▸ **REQUIRED TASKS**
A – In the passage on the CryptoQuant retail demand chart below, how does the chart make the comparison between the current 30-day change reading and the January 2025 low direct?
B – Carry on the passage on the CryptoQuant retail demand chart below, picking up after its last sentence.

▸ **PASSAGE TO READ**
**********

What the Metric Measures

The CryptoQuant chart tracking retail investor demand measures transaction volume from wallets sending between $0 and $10,000 in Bitcoin, expressed as a 30-day moving average and a 30-day percentage change. This bracket captures the behavior of smaller participants rather than institutional flows or whale activity. When the 30-day change is positive and rising, retail is entering or increasing activity. When it turns negative and deepens, retail is withdrawing or reducing on-chain engagement.

The chart covers July 2021 through early 2026. The 30-day change reading has just reached negative 10%, the lowest level since January 2025. A horizontal arrow on the chart’s right side connects that January 2025 low to the current reading, placing both in the same shaded reference zone and making the comparison direct.

What the Chart Shows Across the Full Period

Reading left to right, the retail demand change oscillated sharply through 2021 and 2022, with the green spikes of positive demand coinciding with Bitcoin’s rally toward $60,000 and the red troughs deepening as the 2022 bear market took price toward $20,000. The deepest red readings on the chart, reaching toward negative 15%, occurred during the most acute phases of that bear market. Retail demand collapsed as price did, confirming the historical pattern the source analysis identifies: retail activity rises sharply when Bitcoin performs well and contracts just as quickly when it corrects.

**********

▸ **RECORDS PROVIDED**
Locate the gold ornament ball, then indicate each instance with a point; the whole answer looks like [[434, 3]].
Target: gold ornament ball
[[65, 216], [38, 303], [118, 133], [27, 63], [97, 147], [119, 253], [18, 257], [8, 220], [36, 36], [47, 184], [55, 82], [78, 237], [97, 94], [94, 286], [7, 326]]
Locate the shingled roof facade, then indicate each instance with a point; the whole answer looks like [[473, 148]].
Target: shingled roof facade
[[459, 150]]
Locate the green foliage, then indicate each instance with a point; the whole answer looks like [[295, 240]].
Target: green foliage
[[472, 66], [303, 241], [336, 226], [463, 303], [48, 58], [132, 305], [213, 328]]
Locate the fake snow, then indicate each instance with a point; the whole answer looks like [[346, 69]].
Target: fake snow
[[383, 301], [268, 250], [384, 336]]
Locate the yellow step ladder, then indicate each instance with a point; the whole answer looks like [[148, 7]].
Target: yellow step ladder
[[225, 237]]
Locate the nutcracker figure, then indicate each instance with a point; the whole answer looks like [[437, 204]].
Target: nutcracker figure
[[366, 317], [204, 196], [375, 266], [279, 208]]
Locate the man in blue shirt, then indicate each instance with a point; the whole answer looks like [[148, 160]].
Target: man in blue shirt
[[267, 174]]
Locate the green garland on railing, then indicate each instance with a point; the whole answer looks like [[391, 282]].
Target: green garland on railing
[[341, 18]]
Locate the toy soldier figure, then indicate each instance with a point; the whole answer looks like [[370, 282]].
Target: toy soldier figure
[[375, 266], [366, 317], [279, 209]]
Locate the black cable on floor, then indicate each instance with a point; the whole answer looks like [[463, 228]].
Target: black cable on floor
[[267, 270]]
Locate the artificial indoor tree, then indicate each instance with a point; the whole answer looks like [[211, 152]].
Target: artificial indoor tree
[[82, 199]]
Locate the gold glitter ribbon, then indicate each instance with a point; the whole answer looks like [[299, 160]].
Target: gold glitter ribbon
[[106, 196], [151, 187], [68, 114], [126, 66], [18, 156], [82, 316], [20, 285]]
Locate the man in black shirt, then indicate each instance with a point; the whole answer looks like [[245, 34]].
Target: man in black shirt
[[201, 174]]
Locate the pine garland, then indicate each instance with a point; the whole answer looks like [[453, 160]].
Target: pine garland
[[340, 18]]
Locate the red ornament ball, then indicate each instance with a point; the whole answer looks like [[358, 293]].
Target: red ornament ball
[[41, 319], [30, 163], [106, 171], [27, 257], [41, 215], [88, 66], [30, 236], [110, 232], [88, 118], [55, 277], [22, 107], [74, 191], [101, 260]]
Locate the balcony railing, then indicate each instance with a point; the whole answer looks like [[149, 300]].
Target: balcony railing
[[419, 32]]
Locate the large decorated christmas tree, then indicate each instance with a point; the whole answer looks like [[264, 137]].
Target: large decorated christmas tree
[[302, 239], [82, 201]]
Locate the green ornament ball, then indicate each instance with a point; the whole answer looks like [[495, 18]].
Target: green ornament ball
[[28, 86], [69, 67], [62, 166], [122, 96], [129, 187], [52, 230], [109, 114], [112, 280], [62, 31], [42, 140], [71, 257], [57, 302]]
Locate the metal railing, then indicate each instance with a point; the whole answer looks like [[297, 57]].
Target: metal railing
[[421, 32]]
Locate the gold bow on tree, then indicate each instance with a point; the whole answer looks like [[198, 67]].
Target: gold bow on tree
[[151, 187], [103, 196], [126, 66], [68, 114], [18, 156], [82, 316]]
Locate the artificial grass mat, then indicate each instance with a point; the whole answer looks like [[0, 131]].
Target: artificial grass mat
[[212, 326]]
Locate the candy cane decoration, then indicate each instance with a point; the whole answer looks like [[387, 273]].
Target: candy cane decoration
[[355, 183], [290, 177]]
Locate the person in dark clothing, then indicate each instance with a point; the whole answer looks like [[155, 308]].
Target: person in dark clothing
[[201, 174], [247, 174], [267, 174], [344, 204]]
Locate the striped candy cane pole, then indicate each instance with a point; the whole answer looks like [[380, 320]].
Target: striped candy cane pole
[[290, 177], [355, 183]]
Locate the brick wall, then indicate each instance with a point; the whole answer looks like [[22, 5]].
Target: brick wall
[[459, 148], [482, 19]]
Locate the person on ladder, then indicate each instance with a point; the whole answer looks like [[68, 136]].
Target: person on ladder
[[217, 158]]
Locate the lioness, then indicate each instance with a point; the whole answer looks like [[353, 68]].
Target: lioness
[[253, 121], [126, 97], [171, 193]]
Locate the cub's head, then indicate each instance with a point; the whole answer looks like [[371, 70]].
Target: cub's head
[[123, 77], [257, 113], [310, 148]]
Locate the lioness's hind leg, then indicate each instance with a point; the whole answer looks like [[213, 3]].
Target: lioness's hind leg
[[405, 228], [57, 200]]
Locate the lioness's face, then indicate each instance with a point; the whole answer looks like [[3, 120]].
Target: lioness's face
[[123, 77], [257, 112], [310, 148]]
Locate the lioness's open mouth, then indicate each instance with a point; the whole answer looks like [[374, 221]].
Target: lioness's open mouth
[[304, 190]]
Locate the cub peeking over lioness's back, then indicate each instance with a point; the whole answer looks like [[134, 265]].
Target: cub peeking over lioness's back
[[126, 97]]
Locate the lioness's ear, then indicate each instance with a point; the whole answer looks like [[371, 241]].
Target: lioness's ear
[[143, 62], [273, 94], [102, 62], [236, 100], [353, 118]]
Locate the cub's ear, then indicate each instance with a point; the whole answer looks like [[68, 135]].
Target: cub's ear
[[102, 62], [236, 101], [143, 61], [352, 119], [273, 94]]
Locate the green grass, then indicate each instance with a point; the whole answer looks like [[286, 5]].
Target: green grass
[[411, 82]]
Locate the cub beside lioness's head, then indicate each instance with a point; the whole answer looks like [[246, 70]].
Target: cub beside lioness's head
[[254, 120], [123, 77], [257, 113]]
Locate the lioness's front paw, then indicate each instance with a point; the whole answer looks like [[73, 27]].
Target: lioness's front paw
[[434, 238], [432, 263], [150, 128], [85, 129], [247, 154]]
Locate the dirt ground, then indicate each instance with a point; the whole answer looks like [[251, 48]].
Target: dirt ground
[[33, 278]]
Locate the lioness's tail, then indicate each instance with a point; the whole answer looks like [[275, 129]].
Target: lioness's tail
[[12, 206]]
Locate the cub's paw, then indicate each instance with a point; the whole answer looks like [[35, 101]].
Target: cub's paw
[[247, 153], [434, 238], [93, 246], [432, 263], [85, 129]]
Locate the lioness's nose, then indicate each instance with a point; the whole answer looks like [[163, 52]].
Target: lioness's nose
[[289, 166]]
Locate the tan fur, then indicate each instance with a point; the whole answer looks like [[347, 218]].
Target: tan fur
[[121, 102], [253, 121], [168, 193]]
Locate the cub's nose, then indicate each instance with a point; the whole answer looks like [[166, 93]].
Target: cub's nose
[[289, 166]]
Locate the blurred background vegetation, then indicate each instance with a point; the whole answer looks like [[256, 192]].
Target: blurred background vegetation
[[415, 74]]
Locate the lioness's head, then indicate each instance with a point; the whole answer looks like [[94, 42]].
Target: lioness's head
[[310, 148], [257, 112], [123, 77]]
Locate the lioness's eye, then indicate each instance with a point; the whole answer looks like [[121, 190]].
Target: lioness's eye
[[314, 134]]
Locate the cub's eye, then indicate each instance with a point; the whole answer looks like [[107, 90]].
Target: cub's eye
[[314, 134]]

**********

▸ **ANSWERS GIVEN**
A – A horizontal arrow on the chart's right side connects the January 2025 low to the current reading of negative 10%. This places both readings in the same shaded reference zone.

B –
The 2023 and 2024 recovery brought the demand change back into positive territory, with green spikes accompanying price recovery through $40,000 and then the run toward $100,000 through late 2024 and early 2025. Retail participation during the 2025 cycle peak was notably weaker than prior cycle peaks despite price reaching all-time highs. The green spikes were present but shorter and less sustained than those seen during the 2021 rally, a divergence the source analysis attributes in part to the arrival of spot Bitcoin ETFs providing an alternative access point that absorbed demand that would previously have appeared as on-chain retail activity.

The Current Reading

The 30-day retail demand change has now reached negative 10%, breaking below a period of relative stability that held for nearly a year. Through most of 2025, retail activity appeared relatively flat, oscillating near the zero line without the sharp spikes in either direction that defined earlier periods. That stability has now broken to the downside, reaching its lowest reading since January 2025 as Bitcoin’s price correction from above $100,000 toward the current $70,000 range has pulled smaller participants to the sidelines.

The source analysis frames this deterioration in its historical context clearly. Periods of deeply negative retail demand change have historically been associated with corrections that are already well underway rather than corrections that are about to begin. The retail exit is a lagging confirmation of price weakness rather than a leading indicator of it. Retail tends to leave after the damage is done, not before.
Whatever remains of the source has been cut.